## Problem to work on
Write out word for word everything in the entries below, from the line containing "building balcony, reported" down to the line containing "Expected: one point per instance of the orange, reported", including both of those lines.
START Extracted entries
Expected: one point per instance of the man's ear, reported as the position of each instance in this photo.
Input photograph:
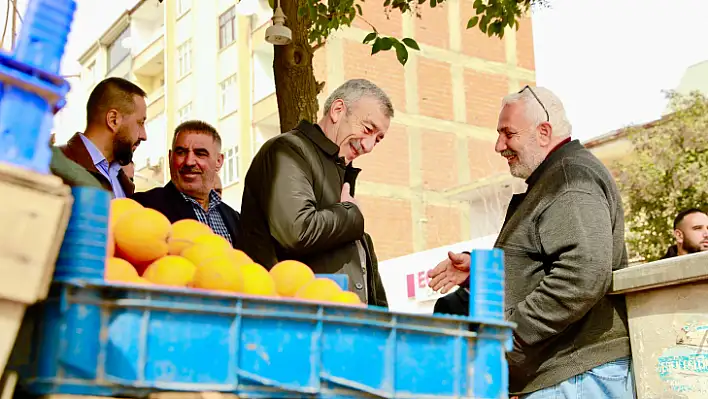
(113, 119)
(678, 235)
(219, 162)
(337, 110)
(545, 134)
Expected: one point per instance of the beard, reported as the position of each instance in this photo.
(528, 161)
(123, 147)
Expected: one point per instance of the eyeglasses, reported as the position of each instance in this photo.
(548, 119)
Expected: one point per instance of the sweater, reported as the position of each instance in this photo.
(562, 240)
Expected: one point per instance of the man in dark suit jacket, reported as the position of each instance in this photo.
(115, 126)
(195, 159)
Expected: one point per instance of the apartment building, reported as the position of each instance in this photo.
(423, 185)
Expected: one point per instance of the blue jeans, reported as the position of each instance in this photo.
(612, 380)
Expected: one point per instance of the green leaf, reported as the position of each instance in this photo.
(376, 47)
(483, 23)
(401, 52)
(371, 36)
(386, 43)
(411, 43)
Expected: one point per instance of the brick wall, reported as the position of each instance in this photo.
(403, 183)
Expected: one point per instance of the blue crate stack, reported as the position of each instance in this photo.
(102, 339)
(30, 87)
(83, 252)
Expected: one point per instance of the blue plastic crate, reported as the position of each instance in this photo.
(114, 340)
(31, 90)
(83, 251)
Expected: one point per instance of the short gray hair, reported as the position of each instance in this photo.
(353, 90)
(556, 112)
END Extracted entries
START Extracted entries
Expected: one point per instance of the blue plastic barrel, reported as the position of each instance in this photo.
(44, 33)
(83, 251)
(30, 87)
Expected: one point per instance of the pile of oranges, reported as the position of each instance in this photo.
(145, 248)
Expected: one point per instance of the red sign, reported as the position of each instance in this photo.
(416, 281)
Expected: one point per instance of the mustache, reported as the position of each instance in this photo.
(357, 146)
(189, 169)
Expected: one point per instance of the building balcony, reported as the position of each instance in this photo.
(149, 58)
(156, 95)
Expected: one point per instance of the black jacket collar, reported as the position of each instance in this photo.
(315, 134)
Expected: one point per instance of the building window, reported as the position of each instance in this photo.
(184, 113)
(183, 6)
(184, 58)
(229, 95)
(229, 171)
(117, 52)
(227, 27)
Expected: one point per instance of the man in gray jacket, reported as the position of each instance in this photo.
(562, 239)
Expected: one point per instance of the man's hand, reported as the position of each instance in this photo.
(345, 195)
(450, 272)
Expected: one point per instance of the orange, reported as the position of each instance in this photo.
END Extracted entries
## Solution to the problem
Expected: one point per instance of the building balcony, reported as the position of each instance in this photo.
(149, 58)
(156, 95)
Expected: one point per instance of the black jacket collar, reported as the position of each instance in this photo.
(315, 134)
Expected: one point per instance of the building window, reported as the position of each instance in this photo.
(184, 113)
(183, 6)
(184, 58)
(229, 95)
(229, 171)
(117, 52)
(227, 27)
Expected: one point per instance of the man in gray jacket, reported as the position of each instance in this photo.
(562, 239)
Expected: one point per instance of the man's hand, reported as the position of each instance in this photo.
(345, 195)
(450, 272)
Expected: one point per instance of the orange, reported as the position of each instance in this photo.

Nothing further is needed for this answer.